Task requirements:
Rewrite the records below, swapping "thickest part" for "widest part" wherever it occurs and keeping every other line the same.

— start Provided material —

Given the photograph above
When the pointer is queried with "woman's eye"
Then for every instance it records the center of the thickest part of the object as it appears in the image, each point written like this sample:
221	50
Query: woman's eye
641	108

— end Provided material —

Problem solution:
Given the photograph above
When the pointer is queried with "woman's eye"
Then for every instance it records the center of the widest part of the object as it appears in the image, each point written like this sample:
221	50
Query: woman's eye
641	108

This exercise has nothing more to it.